## AIM OF THE TASK
Answer these from the cranberry orange rolls recipe below:
1. To what temperature does the milk need to be heated?
2. How many oranges does the recipe call for?
3. Which stand mixer attachment is used for the cream cheese frosting?

# Start of SUPPLIED PASSAGE

Soft and fluffy Cranberry Orange Rolls filled with sweet cinnamon cranberry filling to keep the rolls gooey and delicious. Add on a slather of tangy orange cream cheese frosting for the perfect twist on a breakfast classic!
Posted: 12/6/2020; Republished 11/24/2021
These are the most soft and fluffy sweet breakfast rolls you could imagine. Lightly flavored with orange zest, the dough gets filled with a sweet and lightly tart cranberry puree that keeps the rolls extra moist.
The cream cheese frosting is mixed with orange zest and a touch of orange juice, which pairs perfectly with the cranberry. It’s a unique take on a classic fluffy cinnamon roll!
Ingredients & Tools
- Yeast. This recipe uses active dry yeast, which needs to be activated via the warm milk and sugar. If you only have instant yeast (also known ask rapid-rise yeast), see the FAQ section at the end of the post on how to make the swap.
- Milk. Whole milk – it needs to be heated to 110℉ on a digital kitchen thermometer in order to activate the yeast.
- All-purpose flour. The recipe calls for 4.5-5 cups. You’ll need 4.5 to add to the dough while it’s mixing, then potentially up to another 1/2 cup during the final kneading process.
- Sugars. Granulated for the dough, light brown for the cranberry filling, and powdered sugar for the cream cheese frosting.
- Eggs. Two of them will get whisked and added to the the dough.
- Butter. Unsalted. Melted for the dough, softened for the frosting.
- Fresh cranberries. Only use fresh cranberries for this (not dried or canned). We need to be able to control the amount of sugar going into the filling as well as the consistency.
- Ground cinnamon. Gets added into the cranberry filling and helps to create a nice, warm-spiced filling.
- Oranges. You’ll need two large oranges for this recipe. You will use the zest and juice from both.
- Cream cheese. At room temperature for easy mixing of the frosting! I like to buy Philadelphia brand, as I think it has the best texture and flavor.
While you don’t need a stand mixer for this recipe, it’s much easier if you do have it. You’ll need the dough hook attachment for the dough, and the paddle attachment for the cream cheese frosting. You’ll also need an immersion blender (or food processor or blender) to puree the cranberry filling, and a rolling pin to roll out the dough.
Finally, you can either put all of the rolls in a 13×9″ casserole dish, or split them up into other dishes like a cast iron skillet and 9″ cake pan. Just be sure your rolls will have a bit of room to spread during the second rise.
Making the Orange Cranberry Rolls
It’s important to measure your flour correctly when making the dough. Too much flour can make the rolls stogy and dense. If you don’t have a digital kitchen scale, watch how I measure my flour with cups.
STEP 1: Start by activating the active dry yeast. Add 110℉/43℃ milk, 1 tablespoon granulated sugar, and the yeast to the bowl of your stand mixer. Allow it to stand for about 5 minutes or until the yeast has become foamy all over the top.

# End of SUPPLIED PASSAGE
# Start of DATASET ROWS

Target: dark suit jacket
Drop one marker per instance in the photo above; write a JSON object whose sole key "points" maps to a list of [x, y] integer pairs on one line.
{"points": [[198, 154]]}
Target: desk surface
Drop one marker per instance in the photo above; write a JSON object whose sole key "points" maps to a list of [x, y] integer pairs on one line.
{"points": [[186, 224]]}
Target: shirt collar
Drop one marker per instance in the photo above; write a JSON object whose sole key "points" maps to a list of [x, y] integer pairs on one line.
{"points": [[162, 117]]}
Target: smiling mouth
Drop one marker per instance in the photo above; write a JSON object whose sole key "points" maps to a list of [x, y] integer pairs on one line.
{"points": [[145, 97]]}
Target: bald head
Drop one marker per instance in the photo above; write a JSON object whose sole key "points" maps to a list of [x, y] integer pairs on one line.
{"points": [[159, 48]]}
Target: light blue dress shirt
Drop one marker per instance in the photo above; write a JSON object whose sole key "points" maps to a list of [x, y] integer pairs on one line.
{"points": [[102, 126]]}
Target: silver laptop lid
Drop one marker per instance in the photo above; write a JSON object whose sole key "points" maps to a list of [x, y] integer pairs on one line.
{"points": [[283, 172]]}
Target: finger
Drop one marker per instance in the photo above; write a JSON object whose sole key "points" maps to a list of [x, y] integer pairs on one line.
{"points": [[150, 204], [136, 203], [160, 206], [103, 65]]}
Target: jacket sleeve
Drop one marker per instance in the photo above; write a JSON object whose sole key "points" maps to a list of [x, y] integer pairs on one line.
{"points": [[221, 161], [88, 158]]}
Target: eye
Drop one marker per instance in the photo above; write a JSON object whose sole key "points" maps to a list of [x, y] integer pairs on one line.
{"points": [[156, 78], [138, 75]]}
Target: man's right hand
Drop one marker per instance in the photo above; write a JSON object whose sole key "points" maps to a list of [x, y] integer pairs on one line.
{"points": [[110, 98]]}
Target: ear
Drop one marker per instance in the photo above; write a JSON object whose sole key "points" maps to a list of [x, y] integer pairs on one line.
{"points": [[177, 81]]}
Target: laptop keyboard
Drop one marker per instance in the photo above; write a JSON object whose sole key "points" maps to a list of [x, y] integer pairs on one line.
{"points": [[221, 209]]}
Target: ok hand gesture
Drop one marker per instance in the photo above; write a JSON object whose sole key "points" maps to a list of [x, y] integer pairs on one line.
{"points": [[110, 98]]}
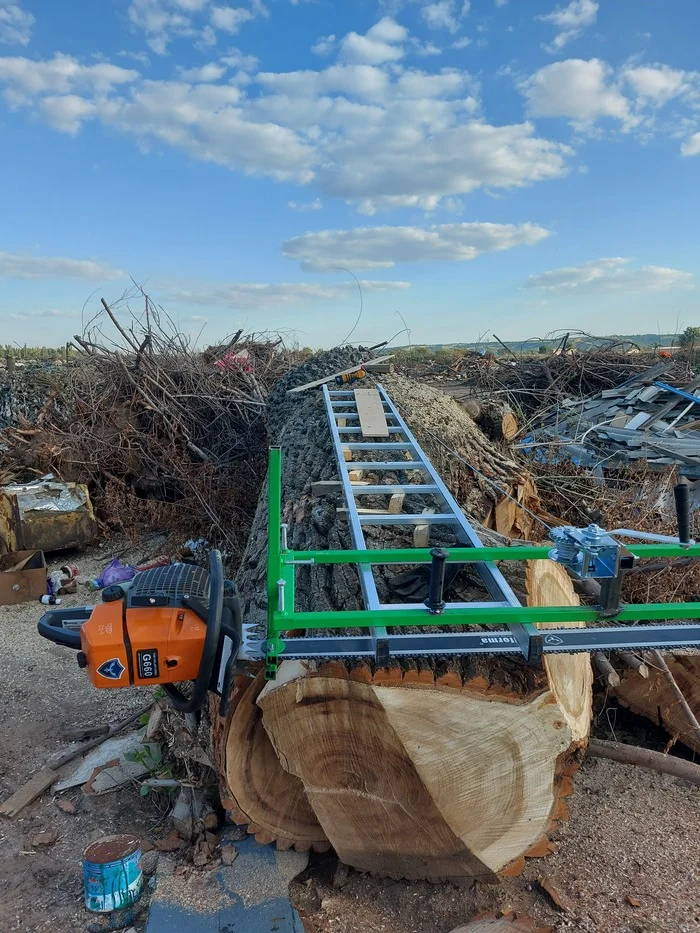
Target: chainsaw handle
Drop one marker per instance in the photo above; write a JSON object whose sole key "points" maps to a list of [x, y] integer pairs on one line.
{"points": [[211, 642], [681, 496]]}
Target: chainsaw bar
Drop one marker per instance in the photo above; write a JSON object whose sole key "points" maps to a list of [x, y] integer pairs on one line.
{"points": [[557, 641]]}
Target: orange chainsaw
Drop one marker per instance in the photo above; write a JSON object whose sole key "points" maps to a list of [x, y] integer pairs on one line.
{"points": [[172, 624]]}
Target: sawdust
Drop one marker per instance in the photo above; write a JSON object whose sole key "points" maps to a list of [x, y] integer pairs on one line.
{"points": [[43, 690], [631, 837]]}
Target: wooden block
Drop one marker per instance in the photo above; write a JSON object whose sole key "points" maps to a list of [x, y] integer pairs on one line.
{"points": [[326, 487], [28, 792], [344, 372], [371, 412], [421, 533]]}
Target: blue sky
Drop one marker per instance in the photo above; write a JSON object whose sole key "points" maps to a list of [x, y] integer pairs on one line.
{"points": [[510, 165]]}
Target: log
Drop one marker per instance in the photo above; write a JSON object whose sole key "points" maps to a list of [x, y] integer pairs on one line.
{"points": [[656, 699], [497, 420], [645, 758], [428, 769]]}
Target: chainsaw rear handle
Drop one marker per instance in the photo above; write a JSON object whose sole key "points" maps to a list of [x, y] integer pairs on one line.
{"points": [[198, 697], [681, 496], [62, 626]]}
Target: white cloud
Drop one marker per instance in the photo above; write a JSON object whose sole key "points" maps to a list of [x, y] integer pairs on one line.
{"points": [[234, 58], [378, 137], [383, 247], [304, 206], [21, 266], [691, 146], [48, 313], [324, 45], [62, 74], [445, 14], [583, 91], [244, 296], [230, 19], [609, 276], [67, 112], [381, 43], [197, 20], [15, 23], [571, 20], [658, 83]]}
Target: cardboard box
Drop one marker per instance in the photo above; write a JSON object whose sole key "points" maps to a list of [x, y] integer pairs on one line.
{"points": [[22, 577]]}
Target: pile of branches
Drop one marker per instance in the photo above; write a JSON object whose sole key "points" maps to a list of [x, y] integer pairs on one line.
{"points": [[166, 436], [533, 384]]}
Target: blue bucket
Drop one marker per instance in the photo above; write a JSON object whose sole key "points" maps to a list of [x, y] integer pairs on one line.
{"points": [[112, 873]]}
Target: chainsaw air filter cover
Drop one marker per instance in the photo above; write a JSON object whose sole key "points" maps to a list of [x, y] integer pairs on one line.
{"points": [[151, 636], [165, 586]]}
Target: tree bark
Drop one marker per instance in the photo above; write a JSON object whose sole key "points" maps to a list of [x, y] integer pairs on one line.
{"points": [[432, 768], [655, 698]]}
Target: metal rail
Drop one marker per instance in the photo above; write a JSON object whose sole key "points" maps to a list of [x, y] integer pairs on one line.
{"points": [[503, 609]]}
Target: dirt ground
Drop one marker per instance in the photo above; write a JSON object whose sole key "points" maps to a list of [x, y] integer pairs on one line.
{"points": [[43, 691], [631, 834], [629, 857]]}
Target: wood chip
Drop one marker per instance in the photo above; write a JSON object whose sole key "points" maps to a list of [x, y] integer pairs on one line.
{"points": [[170, 843], [66, 805], [28, 792], [45, 838], [558, 899], [228, 854]]}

# End of DATASET ROWS

## FINAL ANSWER
1. 110℉ (43℃).
2. Two large oranges.
3. The paddle attachment.